◆ What is required: Write out each line of the data below as a JSON list of strings, one string per line, skipping any blank lines.

◆ Extracted information:
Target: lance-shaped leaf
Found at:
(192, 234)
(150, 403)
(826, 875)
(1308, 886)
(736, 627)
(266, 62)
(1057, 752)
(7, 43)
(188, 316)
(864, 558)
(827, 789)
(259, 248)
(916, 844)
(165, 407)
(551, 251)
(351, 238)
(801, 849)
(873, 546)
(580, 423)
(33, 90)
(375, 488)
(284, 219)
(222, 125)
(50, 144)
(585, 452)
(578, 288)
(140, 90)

◆ Exercise answer:
[
  "Target: lance-shaped leaf",
  "Found at:",
  "(192, 234)",
  "(150, 403)",
  "(826, 875)",
  "(1308, 886)",
  "(736, 627)",
  "(266, 62)",
  "(1057, 752)",
  "(7, 43)",
  "(188, 316)",
  "(864, 558)",
  "(827, 789)",
  "(259, 248)",
  "(916, 844)",
  "(165, 407)",
  "(551, 251)",
  "(351, 238)",
  "(801, 849)",
  "(873, 546)",
  "(580, 423)",
  "(33, 90)",
  "(375, 488)",
  "(284, 219)",
  "(222, 125)",
  "(50, 144)",
  "(585, 452)",
  "(578, 288)",
  "(140, 90)"
]